→ Task directions:
Pull out every line of the records that contains the string "instance". Matching is case-sensitive.

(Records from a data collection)

▶

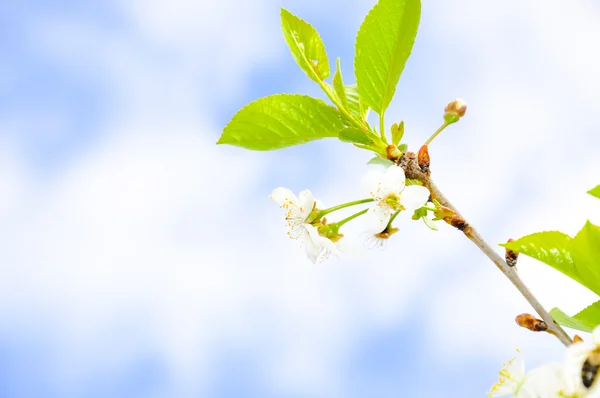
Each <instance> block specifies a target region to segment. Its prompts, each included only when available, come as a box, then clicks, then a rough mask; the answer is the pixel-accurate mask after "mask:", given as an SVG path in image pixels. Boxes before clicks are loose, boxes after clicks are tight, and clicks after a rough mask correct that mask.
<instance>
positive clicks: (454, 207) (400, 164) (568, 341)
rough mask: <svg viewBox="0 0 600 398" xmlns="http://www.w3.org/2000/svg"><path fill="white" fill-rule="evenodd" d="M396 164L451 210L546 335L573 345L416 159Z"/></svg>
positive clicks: (405, 158) (565, 334)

◀

→ Response:
Each <instance> block specifies a target region to segment. Its prompts, each included only when available, come as a box, then clicks, then a rough mask; the answer is the pixel-accurate mask after "mask:", given as an SVG path in image pixels. Boxes before clicks are loose, boxes after clicks are tight, and clicks after a rough mask correct that mask.
<instance>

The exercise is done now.